▸ **DIRECTION 1**: According to the credit card approval data dictionary, what does a STATUS value of C mean?
▸ **DIRECTION 2**: Write a continuation of the credit card approval data dictionary, picking up after its final sentence.
— START PASSAGE TO READ —
## Data Dictionary

Below is a detailed description of each feature in both tables included in the Credit Card Approval Prediction dataset:

### application_record.csv

| Feature Name         | Explanation                | Remarks                                                                                           |
|----------------------|---------------------------|---------------------------------------------------------------------------------------------------|
| ID                   | Client number             | Unique identifier for each client                                                                  |
| CODE_GENDER          | Gender                    | Values: M (male), F (female)                                                                      |
| FLAG_OWN_CAR         | Is there a car            | 1 if the client owns a car, 0 otherwise                                                           |
| FLAG_OWN_REALTY      | Is there a property       | 1 if the client owns property, 0 otherwise                                                        |
| CNT_CHILDREN         | Number of children        | Number of children the client has                                                                  |
| AMT_INCOME_TOTAL     | Annual income             | Client's annual income                                                                            |
| NAME_INCOME_TYPE     | Income category           | Type of income: e.g., Working, Commercial associate, Pensioner, State servant, Unemployed         |
| NAME_EDUCATION_TYPE  | Education level           | Level of education: e.g., Higher education, Secondary, Academic degree, Lower secondary           |
| NAME_FAMILY_STATUS   | Marital status            | Client's family status: e.g., Single, Married, Civil marriage, Separated, Widow                   |
| NAME_HOUSING_TYPE    | Way of living             | Type of housing: e.g., Own house/apartment, With parents, Municipal, Co-op, Rented, Office apt    |
| DAYS_BIRTH           | Birthday                  | Counted backwards from current day (0); negative values, -1 means yesterday                       |
| DAYS_EMPLOYED        | Start date of employment  | Counted backwards from current day (0). If positive, client is currently unemployed               |
| FLAG_MOBIL           | Is there a mobile phone   | 1 if the client has a mobile phone, 0 otherwise                                                   |
| FLAG_WORK_PHONE      | Is there a work phone     | 1 if the client has a work phone, 0 otherwise                                                     |
| FLAG_PHONE           | Is there a phone          | 1 if the client has a phone, 0 otherwise                                                          |
| FLAG_EMAIL           | Is there an email         | 1 if the client has an email address, 0 otherwise                                                 |
| OCCUPATION_TYPE      | Occupation                | Client's occupation                                                                               |
| CNT_FAM_MEMBERS      | Family size               | Number of family members                                                                          |

### credit_record.csv

| Feature Name    | Explanation              | Remarks                                                                                                                                                                                      |
|-----------------|-------------------------|----------------------------------------------------------------------------------------------------------------------------------------------------------------------------------------------|
| ID              | Client number           | Unique identifier for each client                                                                                                                      |
| MONTHS_BALANCE  | Record month            | The month of the extracted data is the starting point; 0 is the current month, -1 is the previous month, and so on                                    |
| STATUS          | Status                  | Payment status: <br>0 = 1–29 days past due <br>1 = 30–59 days past due <br>2 = 60–89 days overdue <br>3 = 90–119 days overdue <br>4 = 120–149 days overdue <br>5 = Overdue or bad debts, write-offs for more than 150 days <br>C = Paid off that month <br>X = No loan for the month |

---

This data dictionary provides clarity on the attributes available for modeling and feature engineering in the credit approval prediction task.
— END PASSAGE TO READ —
— START LISTING —
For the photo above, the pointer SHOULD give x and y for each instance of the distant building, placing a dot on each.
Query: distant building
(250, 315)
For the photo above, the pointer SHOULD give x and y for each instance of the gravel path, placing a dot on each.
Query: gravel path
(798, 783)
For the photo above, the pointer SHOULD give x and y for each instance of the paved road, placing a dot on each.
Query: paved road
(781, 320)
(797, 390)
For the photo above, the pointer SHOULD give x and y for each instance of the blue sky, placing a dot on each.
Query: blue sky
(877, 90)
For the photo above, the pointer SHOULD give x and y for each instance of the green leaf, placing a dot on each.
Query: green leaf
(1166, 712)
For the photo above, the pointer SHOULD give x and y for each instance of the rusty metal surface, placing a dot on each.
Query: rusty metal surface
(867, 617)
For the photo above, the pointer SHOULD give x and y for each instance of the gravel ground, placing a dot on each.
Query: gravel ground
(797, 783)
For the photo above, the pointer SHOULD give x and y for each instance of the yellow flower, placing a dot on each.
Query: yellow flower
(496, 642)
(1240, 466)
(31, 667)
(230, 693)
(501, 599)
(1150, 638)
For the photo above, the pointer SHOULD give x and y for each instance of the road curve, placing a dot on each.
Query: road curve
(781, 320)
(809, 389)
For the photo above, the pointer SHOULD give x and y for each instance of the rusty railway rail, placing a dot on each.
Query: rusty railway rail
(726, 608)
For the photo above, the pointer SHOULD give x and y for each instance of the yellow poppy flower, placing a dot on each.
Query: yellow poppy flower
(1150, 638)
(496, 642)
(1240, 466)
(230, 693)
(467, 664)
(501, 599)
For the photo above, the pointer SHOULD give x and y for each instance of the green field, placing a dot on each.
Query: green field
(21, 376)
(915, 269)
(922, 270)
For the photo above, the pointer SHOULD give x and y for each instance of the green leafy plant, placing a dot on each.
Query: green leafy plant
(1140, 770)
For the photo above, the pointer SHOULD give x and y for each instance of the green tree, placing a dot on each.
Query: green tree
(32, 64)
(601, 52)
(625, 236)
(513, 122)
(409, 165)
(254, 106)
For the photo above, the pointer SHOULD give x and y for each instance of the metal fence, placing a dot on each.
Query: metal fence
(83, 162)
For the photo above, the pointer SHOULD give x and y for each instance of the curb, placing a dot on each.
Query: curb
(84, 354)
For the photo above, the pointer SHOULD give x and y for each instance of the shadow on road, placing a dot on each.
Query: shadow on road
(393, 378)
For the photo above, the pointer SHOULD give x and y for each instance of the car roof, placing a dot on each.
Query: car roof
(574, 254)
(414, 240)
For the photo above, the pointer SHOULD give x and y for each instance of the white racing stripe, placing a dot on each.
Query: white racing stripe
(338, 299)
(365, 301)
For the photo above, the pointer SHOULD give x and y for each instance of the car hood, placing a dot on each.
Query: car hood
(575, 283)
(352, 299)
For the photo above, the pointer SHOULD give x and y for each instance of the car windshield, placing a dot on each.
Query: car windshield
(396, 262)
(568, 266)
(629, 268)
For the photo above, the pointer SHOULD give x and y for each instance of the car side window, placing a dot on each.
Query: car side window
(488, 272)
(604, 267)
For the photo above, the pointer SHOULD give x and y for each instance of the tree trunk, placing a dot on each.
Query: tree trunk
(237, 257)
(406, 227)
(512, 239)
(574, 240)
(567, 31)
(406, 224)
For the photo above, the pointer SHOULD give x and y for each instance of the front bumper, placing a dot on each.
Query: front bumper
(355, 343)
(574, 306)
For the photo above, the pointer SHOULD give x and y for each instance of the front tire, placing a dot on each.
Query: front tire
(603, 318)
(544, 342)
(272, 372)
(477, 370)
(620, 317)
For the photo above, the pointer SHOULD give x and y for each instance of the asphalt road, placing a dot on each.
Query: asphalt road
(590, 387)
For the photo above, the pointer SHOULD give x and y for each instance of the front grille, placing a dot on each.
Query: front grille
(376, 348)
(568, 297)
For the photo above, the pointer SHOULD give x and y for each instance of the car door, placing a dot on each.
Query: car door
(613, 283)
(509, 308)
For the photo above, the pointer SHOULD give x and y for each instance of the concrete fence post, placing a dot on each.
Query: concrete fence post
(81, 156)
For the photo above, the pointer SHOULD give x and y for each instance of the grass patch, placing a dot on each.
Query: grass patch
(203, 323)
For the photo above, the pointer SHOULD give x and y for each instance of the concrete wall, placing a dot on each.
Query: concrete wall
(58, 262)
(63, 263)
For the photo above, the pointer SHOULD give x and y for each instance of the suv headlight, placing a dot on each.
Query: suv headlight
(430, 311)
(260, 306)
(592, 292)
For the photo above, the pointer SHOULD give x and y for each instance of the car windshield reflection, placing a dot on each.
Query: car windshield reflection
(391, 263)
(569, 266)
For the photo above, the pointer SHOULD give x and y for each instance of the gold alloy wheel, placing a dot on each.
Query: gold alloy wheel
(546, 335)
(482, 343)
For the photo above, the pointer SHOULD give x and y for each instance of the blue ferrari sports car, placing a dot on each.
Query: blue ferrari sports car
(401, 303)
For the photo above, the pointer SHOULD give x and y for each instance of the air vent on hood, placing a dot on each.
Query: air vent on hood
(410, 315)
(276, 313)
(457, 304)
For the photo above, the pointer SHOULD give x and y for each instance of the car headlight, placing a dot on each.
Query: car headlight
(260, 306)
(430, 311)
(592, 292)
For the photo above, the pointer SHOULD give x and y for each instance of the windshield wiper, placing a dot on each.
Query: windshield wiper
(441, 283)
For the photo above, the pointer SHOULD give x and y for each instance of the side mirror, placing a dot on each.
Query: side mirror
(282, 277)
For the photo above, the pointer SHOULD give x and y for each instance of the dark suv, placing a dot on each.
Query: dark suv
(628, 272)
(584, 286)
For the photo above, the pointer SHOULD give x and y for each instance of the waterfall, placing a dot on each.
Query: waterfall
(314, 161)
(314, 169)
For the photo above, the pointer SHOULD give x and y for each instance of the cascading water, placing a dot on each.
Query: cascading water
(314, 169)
— END LISTING —
▸ **EXERCISE RESULT 1**: A STATUS value of C means the loan was paid off that month.

▸ **EXERCISE RESULT 2**:
In [0]:
%pip install xgboost lightgbm catboost  --quiet

In [0]:
%pip install pycaret --quiet

In [0]:
import warnings
warnings.filterwarnings('ignore')
import pandas as pd
import numpy as np
import pandas as pd   
import matplotlib.pyplot as plt
import seaborn as sns

from sklearn.model_selection import train_test_split
from sklearn.metrics import accuracy_score, confusion_matrix
from sklearn.linear_model import LogisticRegression
from sklearn.tree import DecisionTreeClassifier
from sklearn import svm
from sklearn.ensemble import RandomForestClassifier
from sklearn.preprocessing import LabelEncoder

from xgboost import XGBClassifier
from lightgbm import LGBMClassifier
from catboost import CatBoostClassifier

import pycaret
from pycaret.classification import *

In [0]:
record = pd.read_csv("Data/credit_record.csv")
display(record.head())

In [0]:
data = pd.read_csv("Data/application_record.csv")
data.head()

In [0]:
record.isnull().sum()

In [0]:
for col in record.columns:
    print(f"\n Column: {col}")
    print(record[col].unique())

### credit_record.csv

| Feature Name    | Explanation              | Remarks                                                                                                                                                                                      |
|-----------------|-------------------------|----------------------------------------------------------------------------------------------------------------------------------------------------------------------------------------------|
| ID              | Client number           | Unique identifier for each client                                                                                                                      |
| MONTHS_BALANCE  | Record month            | The month of the extracted data is the starting point; 0 is the current month, -1 is the previous month, and so on                                    |
| STATUS          | Status                  | Payment status: <br>0 = 1–29 days past due <br>1 = 30–59 days past due <br>2 = 60–89 days overdue <br>3 = 90–119 days overdue <br>4 = 120–149 days overdue <br>5 = Overdue or bad debts, write-offs for more than 150 days <br>C = Paid off that month <br>X = No loan for the month |

---

#Pre-Processing

In [0]:
begin_month = (
    record.groupby("ID")['MONTHS_BALANCE']
    .min()
    .rename("begin_month")
    .to_frame()
)
begin_month.head()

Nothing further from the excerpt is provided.